§ **PROBLEM REQUIREMENTS**:
Please turn all of the data below into a numbered list, leaving out any blank lines.

* begin RAW RECORDS *

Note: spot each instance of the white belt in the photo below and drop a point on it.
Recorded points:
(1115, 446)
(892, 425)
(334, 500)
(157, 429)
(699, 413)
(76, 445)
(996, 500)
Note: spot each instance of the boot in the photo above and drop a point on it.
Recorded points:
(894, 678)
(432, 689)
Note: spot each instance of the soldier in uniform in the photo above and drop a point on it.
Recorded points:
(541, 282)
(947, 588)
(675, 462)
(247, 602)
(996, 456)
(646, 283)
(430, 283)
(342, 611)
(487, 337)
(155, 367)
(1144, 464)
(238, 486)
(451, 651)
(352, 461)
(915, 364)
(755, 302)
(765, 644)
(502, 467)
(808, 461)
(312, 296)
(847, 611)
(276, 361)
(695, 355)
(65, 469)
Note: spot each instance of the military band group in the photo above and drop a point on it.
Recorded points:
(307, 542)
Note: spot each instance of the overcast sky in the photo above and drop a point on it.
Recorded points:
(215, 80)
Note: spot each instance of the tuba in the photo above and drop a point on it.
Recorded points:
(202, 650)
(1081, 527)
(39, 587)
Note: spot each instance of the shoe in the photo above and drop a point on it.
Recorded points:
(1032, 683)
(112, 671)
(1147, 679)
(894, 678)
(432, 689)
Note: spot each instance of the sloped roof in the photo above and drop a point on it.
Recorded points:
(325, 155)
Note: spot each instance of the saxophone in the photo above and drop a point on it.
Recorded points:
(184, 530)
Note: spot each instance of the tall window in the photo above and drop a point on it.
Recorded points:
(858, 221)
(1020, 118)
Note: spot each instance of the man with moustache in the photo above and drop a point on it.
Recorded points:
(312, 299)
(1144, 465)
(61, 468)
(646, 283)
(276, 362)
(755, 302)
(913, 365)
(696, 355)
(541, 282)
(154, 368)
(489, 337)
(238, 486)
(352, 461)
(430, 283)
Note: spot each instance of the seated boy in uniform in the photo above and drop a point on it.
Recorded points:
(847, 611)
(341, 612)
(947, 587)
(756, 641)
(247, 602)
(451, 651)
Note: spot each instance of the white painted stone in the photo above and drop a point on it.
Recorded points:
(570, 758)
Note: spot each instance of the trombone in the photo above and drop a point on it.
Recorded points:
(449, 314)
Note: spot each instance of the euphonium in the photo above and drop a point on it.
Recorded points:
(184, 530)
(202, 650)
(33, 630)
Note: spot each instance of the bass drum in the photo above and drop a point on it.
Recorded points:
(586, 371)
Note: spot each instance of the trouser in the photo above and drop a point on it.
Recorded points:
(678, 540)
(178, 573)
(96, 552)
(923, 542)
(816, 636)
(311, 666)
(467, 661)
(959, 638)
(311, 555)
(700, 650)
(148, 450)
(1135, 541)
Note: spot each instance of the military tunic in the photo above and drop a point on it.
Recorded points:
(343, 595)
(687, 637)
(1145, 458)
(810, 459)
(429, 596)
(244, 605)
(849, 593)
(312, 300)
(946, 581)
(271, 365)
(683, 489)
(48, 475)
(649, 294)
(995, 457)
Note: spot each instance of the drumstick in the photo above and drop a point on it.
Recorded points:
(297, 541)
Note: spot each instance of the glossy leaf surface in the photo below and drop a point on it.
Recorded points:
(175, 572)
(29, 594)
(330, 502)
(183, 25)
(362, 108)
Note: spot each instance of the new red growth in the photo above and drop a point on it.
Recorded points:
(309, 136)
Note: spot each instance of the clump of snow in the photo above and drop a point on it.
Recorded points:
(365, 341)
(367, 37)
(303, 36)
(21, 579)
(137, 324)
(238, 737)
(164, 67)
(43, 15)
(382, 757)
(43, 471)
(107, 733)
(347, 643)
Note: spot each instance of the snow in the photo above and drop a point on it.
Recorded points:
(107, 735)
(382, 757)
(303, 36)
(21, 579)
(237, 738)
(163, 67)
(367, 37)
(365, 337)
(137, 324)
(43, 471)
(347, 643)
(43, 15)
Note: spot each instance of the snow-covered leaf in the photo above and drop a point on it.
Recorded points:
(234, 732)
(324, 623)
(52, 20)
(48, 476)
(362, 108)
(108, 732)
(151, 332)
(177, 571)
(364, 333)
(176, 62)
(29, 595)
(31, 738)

* end RAW RECORDS *

§ **EXERCISE RESULT**:
1. Note: spot each instance of the white belt in the photo below and drop a point on it.
2. Recorded points:
3. (1115, 446)
4. (892, 425)
5. (334, 500)
6. (157, 429)
7. (699, 413)
8. (76, 445)
9. (996, 500)
10. Note: spot each instance of the boot in the photo above and drop a point on it.
11. Recorded points:
12. (894, 678)
13. (432, 689)
14. Note: spot each instance of the soldier in uniform in the photo above and drop a point on it.
15. Recorded points:
16. (541, 282)
17. (947, 588)
18. (675, 462)
19. (247, 602)
20. (996, 456)
21. (646, 283)
22. (430, 283)
23. (342, 611)
24. (487, 337)
25. (155, 367)
26. (1144, 464)
27. (238, 486)
28. (451, 651)
29. (352, 461)
30. (915, 364)
31. (755, 302)
32. (765, 644)
33. (502, 467)
34. (808, 461)
35. (312, 296)
36. (847, 611)
37. (276, 361)
38. (695, 355)
39. (65, 469)
40. Note: spot each instance of the military band group in the photo above and drop a point on it.
41. Recorded points:
42. (307, 542)
43. Note: spot each instance of the overcast sky in the photo above and drop a point on it.
44. Recorded points:
45. (215, 80)
46. Note: spot each instance of the tuba in the photo above and drop a point on it.
47. Recorded points:
48. (202, 650)
49. (1081, 527)
50. (39, 587)
51. Note: spot each instance of the shoe in the photo above and drop a point on it.
52. Recorded points:
53. (1032, 683)
54. (112, 671)
55. (1147, 679)
56. (894, 678)
57. (432, 689)
58. Note: spot each instance of the sloped roof in the photo above and drop a point on it.
59. Recorded points:
60. (325, 155)
61. Note: spot each instance of the saxophone in the photo above and drop a point on it.
62. Recorded points:
63. (184, 530)
64. Note: spot each instance of the tall window in the photo above and drop a point on it.
65. Recorded points:
66. (858, 221)
67. (1020, 118)
68. Note: spot each instance of the man with moustache in the photo above and drop a point on it.
69. Recorded points:
70. (312, 299)
71. (1144, 465)
72. (61, 468)
73. (646, 283)
74. (276, 362)
75. (755, 302)
76. (913, 365)
77. (696, 355)
78. (541, 282)
79. (154, 368)
80. (489, 337)
81. (238, 486)
82. (352, 461)
83. (430, 283)
84. Note: spot each instance of the seated boy in uniform in the photo above and drop a point on it.
85. Recorded points:
86. (847, 611)
87. (341, 612)
88. (947, 587)
89. (756, 641)
90. (247, 602)
91. (451, 651)
92. Note: spot each instance of the white painted stone in the photo above and drop a point on it.
93. Recorded points:
94. (570, 758)
95. Note: spot each instance of the trombone in the photo above and drop a point on it.
96. Recorded points:
97. (449, 314)
98. Note: spot each instance of the euphonium in the photo above and drop a point on it.
99. Recorded points:
100. (184, 530)
101. (202, 650)
102. (33, 630)
103. Note: spot each instance of the bass drum in the photo above and drop a point on it.
104. Recorded points:
105. (586, 371)
106. Note: spot each instance of the trouser in the photo above and drop a point on it.
107. Recorded points:
108. (678, 540)
109. (178, 573)
110. (96, 552)
111. (923, 542)
112. (816, 636)
113. (311, 666)
114. (467, 661)
115. (959, 638)
116. (311, 555)
117. (700, 650)
118. (148, 450)
119. (1135, 541)
120. Note: spot each instance of the military tunic in the photo above and drop a point on it.
121. Recorded points:
122. (343, 595)
123. (687, 637)
124. (1145, 458)
125. (810, 459)
126. (429, 596)
127. (244, 605)
128. (849, 593)
129. (312, 300)
130. (946, 581)
131. (271, 365)
132. (683, 489)
133. (48, 475)
134. (649, 294)
135. (995, 457)
136. Note: spot each instance of the drumstick in the photo above and drop a point on it.
137. Recorded points:
138. (297, 541)
139. Note: spot each instance of the glossy leaf surface in the photo below and drop a point on it.
140. Recorded points:
141. (175, 572)
142. (29, 594)
143. (330, 502)
144. (183, 25)
145. (362, 108)
146. Note: spot each instance of the new red growth in the photo above and drop a point on it.
147. Recorded points:
148. (309, 136)
149. Note: spot each instance of the clump of snow in the photo above and drop a point on it.
150. Recorded points:
151. (365, 341)
152. (367, 37)
153. (303, 36)
154. (21, 579)
155. (137, 324)
156. (238, 737)
157. (164, 67)
158. (43, 15)
159. (382, 757)
160. (43, 471)
161. (107, 733)
162. (347, 643)
163. Note: spot each instance of the snow in the photo above and drop a point on it.
164. Recorded points:
165. (107, 735)
166. (382, 757)
167. (303, 36)
168. (21, 579)
169. (237, 738)
170. (163, 67)
171. (367, 37)
172. (365, 337)
173. (137, 324)
174. (43, 471)
175. (347, 643)
176. (43, 15)
177. Note: spot each instance of the snow-covered leaf in the photo above and drop a point on it.
178. Recorded points:
179. (234, 732)
180. (324, 623)
181. (52, 20)
182. (48, 476)
183. (362, 108)
184. (108, 732)
185. (151, 332)
186. (177, 571)
187. (364, 333)
188. (176, 62)
189. (29, 595)
190. (31, 738)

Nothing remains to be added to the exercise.